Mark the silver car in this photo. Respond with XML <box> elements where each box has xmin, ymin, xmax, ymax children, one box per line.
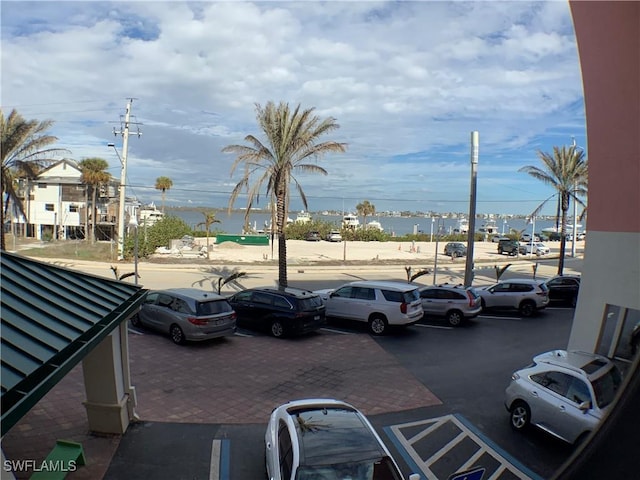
<box><xmin>132</xmin><ymin>288</ymin><xmax>236</xmax><ymax>344</ymax></box>
<box><xmin>477</xmin><ymin>278</ymin><xmax>549</xmax><ymax>317</ymax></box>
<box><xmin>418</xmin><ymin>284</ymin><xmax>482</xmax><ymax>326</ymax></box>
<box><xmin>505</xmin><ymin>350</ymin><xmax>622</xmax><ymax>444</ymax></box>
<box><xmin>315</xmin><ymin>281</ymin><xmax>423</xmax><ymax>335</ymax></box>
<box><xmin>265</xmin><ymin>398</ymin><xmax>420</xmax><ymax>480</ymax></box>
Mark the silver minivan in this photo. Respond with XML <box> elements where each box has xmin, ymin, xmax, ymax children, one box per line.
<box><xmin>132</xmin><ymin>288</ymin><xmax>237</xmax><ymax>344</ymax></box>
<box><xmin>315</xmin><ymin>280</ymin><xmax>423</xmax><ymax>335</ymax></box>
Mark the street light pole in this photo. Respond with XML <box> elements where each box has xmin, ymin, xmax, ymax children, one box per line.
<box><xmin>464</xmin><ymin>131</ymin><xmax>479</xmax><ymax>287</ymax></box>
<box><xmin>129</xmin><ymin>217</ymin><xmax>139</xmax><ymax>285</ymax></box>
<box><xmin>115</xmin><ymin>100</ymin><xmax>133</xmax><ymax>261</ymax></box>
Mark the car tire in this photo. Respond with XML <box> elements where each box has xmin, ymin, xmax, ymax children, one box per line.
<box><xmin>130</xmin><ymin>314</ymin><xmax>141</xmax><ymax>328</ymax></box>
<box><xmin>575</xmin><ymin>431</ymin><xmax>591</xmax><ymax>446</ymax></box>
<box><xmin>270</xmin><ymin>320</ymin><xmax>285</xmax><ymax>338</ymax></box>
<box><xmin>519</xmin><ymin>301</ymin><xmax>536</xmax><ymax>317</ymax></box>
<box><xmin>510</xmin><ymin>401</ymin><xmax>531</xmax><ymax>431</ymax></box>
<box><xmin>170</xmin><ymin>324</ymin><xmax>186</xmax><ymax>345</ymax></box>
<box><xmin>447</xmin><ymin>310</ymin><xmax>463</xmax><ymax>327</ymax></box>
<box><xmin>480</xmin><ymin>298</ymin><xmax>487</xmax><ymax>311</ymax></box>
<box><xmin>498</xmin><ymin>247</ymin><xmax>503</xmax><ymax>254</ymax></box>
<box><xmin>368</xmin><ymin>315</ymin><xmax>388</xmax><ymax>335</ymax></box>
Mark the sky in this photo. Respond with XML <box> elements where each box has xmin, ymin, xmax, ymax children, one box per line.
<box><xmin>1</xmin><ymin>0</ymin><xmax>587</xmax><ymax>216</ymax></box>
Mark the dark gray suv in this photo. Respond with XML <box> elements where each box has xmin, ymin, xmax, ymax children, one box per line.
<box><xmin>497</xmin><ymin>238</ymin><xmax>525</xmax><ymax>256</ymax></box>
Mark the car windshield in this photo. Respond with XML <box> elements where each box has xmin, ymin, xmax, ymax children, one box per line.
<box><xmin>403</xmin><ymin>289</ymin><xmax>420</xmax><ymax>303</ymax></box>
<box><xmin>296</xmin><ymin>457</ymin><xmax>402</xmax><ymax>480</ymax></box>
<box><xmin>591</xmin><ymin>365</ymin><xmax>623</xmax><ymax>408</ymax></box>
<box><xmin>196</xmin><ymin>300</ymin><xmax>233</xmax><ymax>316</ymax></box>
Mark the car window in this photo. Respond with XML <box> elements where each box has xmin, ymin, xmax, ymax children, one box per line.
<box><xmin>566</xmin><ymin>377</ymin><xmax>592</xmax><ymax>405</ymax></box>
<box><xmin>272</xmin><ymin>295</ymin><xmax>292</xmax><ymax>309</ymax></box>
<box><xmin>144</xmin><ymin>292</ymin><xmax>159</xmax><ymax>304</ymax></box>
<box><xmin>353</xmin><ymin>287</ymin><xmax>376</xmax><ymax>300</ymax></box>
<box><xmin>157</xmin><ymin>293</ymin><xmax>174</xmax><ymax>308</ymax></box>
<box><xmin>532</xmin><ymin>371</ymin><xmax>571</xmax><ymax>396</ymax></box>
<box><xmin>232</xmin><ymin>291</ymin><xmax>253</xmax><ymax>302</ymax></box>
<box><xmin>252</xmin><ymin>292</ymin><xmax>273</xmax><ymax>305</ymax></box>
<box><xmin>492</xmin><ymin>283</ymin><xmax>510</xmax><ymax>293</ymax></box>
<box><xmin>197</xmin><ymin>300</ymin><xmax>233</xmax><ymax>316</ymax></box>
<box><xmin>511</xmin><ymin>284</ymin><xmax>533</xmax><ymax>292</ymax></box>
<box><xmin>332</xmin><ymin>286</ymin><xmax>353</xmax><ymax>298</ymax></box>
<box><xmin>171</xmin><ymin>298</ymin><xmax>191</xmax><ymax>314</ymax></box>
<box><xmin>439</xmin><ymin>290</ymin><xmax>465</xmax><ymax>300</ymax></box>
<box><xmin>420</xmin><ymin>289</ymin><xmax>437</xmax><ymax>299</ymax></box>
<box><xmin>381</xmin><ymin>290</ymin><xmax>403</xmax><ymax>302</ymax></box>
<box><xmin>278</xmin><ymin>420</ymin><xmax>293</xmax><ymax>479</ymax></box>
<box><xmin>591</xmin><ymin>366</ymin><xmax>622</xmax><ymax>408</ymax></box>
<box><xmin>298</xmin><ymin>296</ymin><xmax>323</xmax><ymax>310</ymax></box>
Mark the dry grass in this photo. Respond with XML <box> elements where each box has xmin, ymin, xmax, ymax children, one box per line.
<box><xmin>7</xmin><ymin>236</ymin><xmax>116</xmax><ymax>261</ymax></box>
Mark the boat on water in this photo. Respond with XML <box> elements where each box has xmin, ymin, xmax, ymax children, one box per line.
<box><xmin>343</xmin><ymin>214</ymin><xmax>360</xmax><ymax>229</ymax></box>
<box><xmin>139</xmin><ymin>204</ymin><xmax>164</xmax><ymax>227</ymax></box>
<box><xmin>366</xmin><ymin>220</ymin><xmax>384</xmax><ymax>231</ymax></box>
<box><xmin>295</xmin><ymin>211</ymin><xmax>312</xmax><ymax>224</ymax></box>
<box><xmin>477</xmin><ymin>220</ymin><xmax>498</xmax><ymax>235</ymax></box>
<box><xmin>453</xmin><ymin>217</ymin><xmax>469</xmax><ymax>234</ymax></box>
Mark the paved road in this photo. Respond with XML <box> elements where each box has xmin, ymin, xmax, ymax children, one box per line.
<box><xmin>105</xmin><ymin>306</ymin><xmax>577</xmax><ymax>480</ymax></box>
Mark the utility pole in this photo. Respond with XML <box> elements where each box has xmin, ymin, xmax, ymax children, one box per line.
<box><xmin>464</xmin><ymin>131</ymin><xmax>479</xmax><ymax>287</ymax></box>
<box><xmin>112</xmin><ymin>99</ymin><xmax>141</xmax><ymax>260</ymax></box>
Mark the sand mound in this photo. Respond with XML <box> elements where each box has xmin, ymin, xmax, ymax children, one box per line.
<box><xmin>216</xmin><ymin>241</ymin><xmax>245</xmax><ymax>249</ymax></box>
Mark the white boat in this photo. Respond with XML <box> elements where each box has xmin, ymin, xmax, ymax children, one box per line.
<box><xmin>343</xmin><ymin>214</ymin><xmax>360</xmax><ymax>229</ymax></box>
<box><xmin>477</xmin><ymin>220</ymin><xmax>498</xmax><ymax>235</ymax></box>
<box><xmin>454</xmin><ymin>217</ymin><xmax>469</xmax><ymax>234</ymax></box>
<box><xmin>295</xmin><ymin>211</ymin><xmax>312</xmax><ymax>224</ymax></box>
<box><xmin>139</xmin><ymin>204</ymin><xmax>164</xmax><ymax>227</ymax></box>
<box><xmin>366</xmin><ymin>220</ymin><xmax>384</xmax><ymax>231</ymax></box>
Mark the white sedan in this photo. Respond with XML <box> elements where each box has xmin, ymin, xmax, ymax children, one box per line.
<box><xmin>520</xmin><ymin>242</ymin><xmax>550</xmax><ymax>255</ymax></box>
<box><xmin>265</xmin><ymin>398</ymin><xmax>420</xmax><ymax>480</ymax></box>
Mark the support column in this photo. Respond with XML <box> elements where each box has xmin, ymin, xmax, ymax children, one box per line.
<box><xmin>82</xmin><ymin>325</ymin><xmax>136</xmax><ymax>434</ymax></box>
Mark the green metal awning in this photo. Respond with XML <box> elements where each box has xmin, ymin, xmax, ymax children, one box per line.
<box><xmin>1</xmin><ymin>251</ymin><xmax>147</xmax><ymax>435</ymax></box>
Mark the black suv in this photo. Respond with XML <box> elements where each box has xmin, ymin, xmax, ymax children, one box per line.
<box><xmin>545</xmin><ymin>275</ymin><xmax>581</xmax><ymax>306</ymax></box>
<box><xmin>227</xmin><ymin>287</ymin><xmax>326</xmax><ymax>337</ymax></box>
<box><xmin>444</xmin><ymin>242</ymin><xmax>467</xmax><ymax>257</ymax></box>
<box><xmin>497</xmin><ymin>238</ymin><xmax>525</xmax><ymax>256</ymax></box>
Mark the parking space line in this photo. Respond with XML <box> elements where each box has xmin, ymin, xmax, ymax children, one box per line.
<box><xmin>386</xmin><ymin>414</ymin><xmax>543</xmax><ymax>480</ymax></box>
<box><xmin>414</xmin><ymin>324</ymin><xmax>454</xmax><ymax>330</ymax></box>
<box><xmin>320</xmin><ymin>327</ymin><xmax>353</xmax><ymax>334</ymax></box>
<box><xmin>478</xmin><ymin>315</ymin><xmax>522</xmax><ymax>320</ymax></box>
<box><xmin>209</xmin><ymin>439</ymin><xmax>230</xmax><ymax>480</ymax></box>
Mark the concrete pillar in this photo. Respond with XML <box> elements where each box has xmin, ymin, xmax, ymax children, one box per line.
<box><xmin>82</xmin><ymin>323</ymin><xmax>136</xmax><ymax>434</ymax></box>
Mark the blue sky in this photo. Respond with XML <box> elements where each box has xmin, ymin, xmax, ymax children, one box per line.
<box><xmin>1</xmin><ymin>1</ymin><xmax>587</xmax><ymax>216</ymax></box>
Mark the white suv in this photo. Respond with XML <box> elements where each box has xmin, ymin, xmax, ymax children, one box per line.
<box><xmin>315</xmin><ymin>281</ymin><xmax>423</xmax><ymax>335</ymax></box>
<box><xmin>477</xmin><ymin>278</ymin><xmax>550</xmax><ymax>317</ymax></box>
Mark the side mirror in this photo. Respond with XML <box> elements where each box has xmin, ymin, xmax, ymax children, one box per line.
<box><xmin>409</xmin><ymin>474</ymin><xmax>421</xmax><ymax>480</ymax></box>
<box><xmin>578</xmin><ymin>400</ymin><xmax>591</xmax><ymax>412</ymax></box>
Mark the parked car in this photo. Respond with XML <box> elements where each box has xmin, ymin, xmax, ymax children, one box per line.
<box><xmin>305</xmin><ymin>231</ymin><xmax>321</xmax><ymax>241</ymax></box>
<box><xmin>520</xmin><ymin>242</ymin><xmax>550</xmax><ymax>255</ymax></box>
<box><xmin>545</xmin><ymin>275</ymin><xmax>581</xmax><ymax>307</ymax></box>
<box><xmin>265</xmin><ymin>398</ymin><xmax>420</xmax><ymax>480</ymax></box>
<box><xmin>443</xmin><ymin>242</ymin><xmax>467</xmax><ymax>257</ymax></box>
<box><xmin>497</xmin><ymin>238</ymin><xmax>525</xmax><ymax>256</ymax></box>
<box><xmin>505</xmin><ymin>350</ymin><xmax>623</xmax><ymax>444</ymax></box>
<box><xmin>132</xmin><ymin>288</ymin><xmax>236</xmax><ymax>345</ymax></box>
<box><xmin>325</xmin><ymin>230</ymin><xmax>343</xmax><ymax>242</ymax></box>
<box><xmin>477</xmin><ymin>278</ymin><xmax>550</xmax><ymax>317</ymax></box>
<box><xmin>491</xmin><ymin>235</ymin><xmax>509</xmax><ymax>243</ymax></box>
<box><xmin>315</xmin><ymin>281</ymin><xmax>423</xmax><ymax>335</ymax></box>
<box><xmin>418</xmin><ymin>284</ymin><xmax>482</xmax><ymax>326</ymax></box>
<box><xmin>227</xmin><ymin>287</ymin><xmax>325</xmax><ymax>338</ymax></box>
<box><xmin>520</xmin><ymin>233</ymin><xmax>540</xmax><ymax>243</ymax></box>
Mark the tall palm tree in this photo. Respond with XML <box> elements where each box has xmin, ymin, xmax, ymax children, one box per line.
<box><xmin>356</xmin><ymin>200</ymin><xmax>376</xmax><ymax>227</ymax></box>
<box><xmin>224</xmin><ymin>101</ymin><xmax>347</xmax><ymax>287</ymax></box>
<box><xmin>155</xmin><ymin>176</ymin><xmax>173</xmax><ymax>213</ymax></box>
<box><xmin>79</xmin><ymin>158</ymin><xmax>111</xmax><ymax>243</ymax></box>
<box><xmin>196</xmin><ymin>210</ymin><xmax>221</xmax><ymax>259</ymax></box>
<box><xmin>519</xmin><ymin>145</ymin><xmax>587</xmax><ymax>275</ymax></box>
<box><xmin>1</xmin><ymin>109</ymin><xmax>68</xmax><ymax>250</ymax></box>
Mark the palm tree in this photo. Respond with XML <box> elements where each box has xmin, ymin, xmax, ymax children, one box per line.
<box><xmin>519</xmin><ymin>145</ymin><xmax>587</xmax><ymax>275</ymax></box>
<box><xmin>224</xmin><ymin>101</ymin><xmax>347</xmax><ymax>287</ymax></box>
<box><xmin>1</xmin><ymin>109</ymin><xmax>69</xmax><ymax>250</ymax></box>
<box><xmin>356</xmin><ymin>200</ymin><xmax>376</xmax><ymax>228</ymax></box>
<box><xmin>155</xmin><ymin>176</ymin><xmax>173</xmax><ymax>213</ymax></box>
<box><xmin>196</xmin><ymin>210</ymin><xmax>221</xmax><ymax>259</ymax></box>
<box><xmin>79</xmin><ymin>158</ymin><xmax>111</xmax><ymax>243</ymax></box>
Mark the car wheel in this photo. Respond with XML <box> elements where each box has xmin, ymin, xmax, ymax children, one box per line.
<box><xmin>130</xmin><ymin>314</ymin><xmax>141</xmax><ymax>328</ymax></box>
<box><xmin>447</xmin><ymin>310</ymin><xmax>463</xmax><ymax>327</ymax></box>
<box><xmin>519</xmin><ymin>301</ymin><xmax>536</xmax><ymax>317</ymax></box>
<box><xmin>510</xmin><ymin>401</ymin><xmax>531</xmax><ymax>431</ymax></box>
<box><xmin>170</xmin><ymin>324</ymin><xmax>186</xmax><ymax>345</ymax></box>
<box><xmin>270</xmin><ymin>320</ymin><xmax>285</xmax><ymax>338</ymax></box>
<box><xmin>498</xmin><ymin>247</ymin><xmax>503</xmax><ymax>254</ymax></box>
<box><xmin>368</xmin><ymin>315</ymin><xmax>388</xmax><ymax>335</ymax></box>
<box><xmin>480</xmin><ymin>298</ymin><xmax>487</xmax><ymax>311</ymax></box>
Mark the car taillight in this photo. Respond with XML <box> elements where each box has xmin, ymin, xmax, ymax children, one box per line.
<box><xmin>466</xmin><ymin>291</ymin><xmax>474</xmax><ymax>307</ymax></box>
<box><xmin>187</xmin><ymin>316</ymin><xmax>207</xmax><ymax>326</ymax></box>
<box><xmin>400</xmin><ymin>302</ymin><xmax>408</xmax><ymax>314</ymax></box>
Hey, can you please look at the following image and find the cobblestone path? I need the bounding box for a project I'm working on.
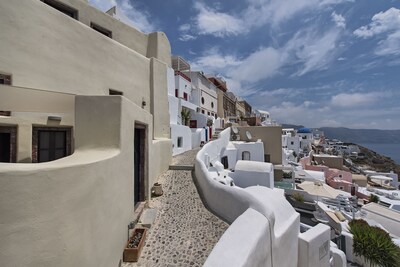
[123,149,228,267]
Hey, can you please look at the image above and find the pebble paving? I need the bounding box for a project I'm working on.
[123,148,228,267]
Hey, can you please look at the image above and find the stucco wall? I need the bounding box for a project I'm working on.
[0,0,159,115]
[0,96,171,267]
[33,0,171,66]
[237,126,283,165]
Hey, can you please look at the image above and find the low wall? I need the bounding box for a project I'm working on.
[204,208,272,267]
[298,224,331,267]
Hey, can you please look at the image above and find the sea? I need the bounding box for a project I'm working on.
[360,143,400,165]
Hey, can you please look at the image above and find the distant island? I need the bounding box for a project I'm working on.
[282,124,400,144]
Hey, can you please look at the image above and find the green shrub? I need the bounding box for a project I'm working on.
[370,194,380,203]
[292,192,305,203]
[349,219,400,267]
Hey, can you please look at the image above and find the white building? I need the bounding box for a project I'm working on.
[187,71,218,119]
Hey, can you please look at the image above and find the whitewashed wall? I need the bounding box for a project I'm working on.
[171,124,192,156]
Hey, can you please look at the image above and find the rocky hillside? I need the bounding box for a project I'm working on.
[320,127,400,144]
[351,144,400,177]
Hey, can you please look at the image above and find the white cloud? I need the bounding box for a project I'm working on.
[190,47,242,73]
[194,3,246,37]
[330,92,379,107]
[229,47,284,83]
[179,34,197,42]
[354,8,400,38]
[376,31,400,56]
[331,12,346,28]
[179,23,191,32]
[354,8,400,56]
[89,0,156,33]
[287,28,342,76]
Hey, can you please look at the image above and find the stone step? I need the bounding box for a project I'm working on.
[169,164,194,171]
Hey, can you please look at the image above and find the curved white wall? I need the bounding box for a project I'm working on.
[204,208,273,267]
[194,128,300,267]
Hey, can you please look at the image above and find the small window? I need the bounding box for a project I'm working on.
[264,154,271,162]
[242,151,251,161]
[0,111,11,116]
[211,102,214,108]
[207,111,210,115]
[109,89,123,95]
[201,97,205,105]
[42,0,78,19]
[290,141,294,145]
[0,73,12,85]
[175,89,179,97]
[201,110,205,114]
[91,22,112,38]
[177,137,183,148]
[339,186,344,190]
[183,92,188,101]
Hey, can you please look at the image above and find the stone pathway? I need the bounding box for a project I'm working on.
[123,149,228,267]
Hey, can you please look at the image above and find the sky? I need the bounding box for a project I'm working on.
[89,0,400,130]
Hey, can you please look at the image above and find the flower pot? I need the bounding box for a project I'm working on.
[123,228,147,262]
[152,183,163,196]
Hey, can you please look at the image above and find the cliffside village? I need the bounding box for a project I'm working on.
[1,1,399,267]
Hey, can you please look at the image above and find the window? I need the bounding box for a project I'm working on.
[0,111,11,116]
[201,110,205,114]
[207,111,210,115]
[183,92,188,101]
[201,97,205,105]
[42,0,78,19]
[242,151,251,160]
[175,89,179,97]
[91,22,112,38]
[221,156,229,169]
[0,73,11,85]
[177,137,183,148]
[32,127,72,163]
[109,89,123,95]
[211,102,214,108]
[264,154,271,162]
[290,141,294,145]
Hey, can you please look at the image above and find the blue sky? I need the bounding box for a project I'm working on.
[89,0,400,130]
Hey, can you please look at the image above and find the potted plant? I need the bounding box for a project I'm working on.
[349,219,400,267]
[181,109,190,126]
[123,228,147,262]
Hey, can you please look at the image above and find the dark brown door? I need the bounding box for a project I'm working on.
[134,125,146,206]
[38,130,66,162]
[0,132,11,162]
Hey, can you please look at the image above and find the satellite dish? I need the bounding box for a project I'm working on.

☆ ☆ ☆ ☆ ☆ ☆ ☆

• [Action item] Using the line that contains "find the dark" as the first, reproduce each line exactly through the last line of the listing.

• [Reply to the exercise]
Hey, can you please look at the image above and find the dark brown door? I need the bounding box for a project I'm working on.
[134,125,146,206]
[38,130,66,162]
[0,132,11,162]
Hey, can you please look at the image above and find the satellite dish? I need the bounding box for a project I'm working on.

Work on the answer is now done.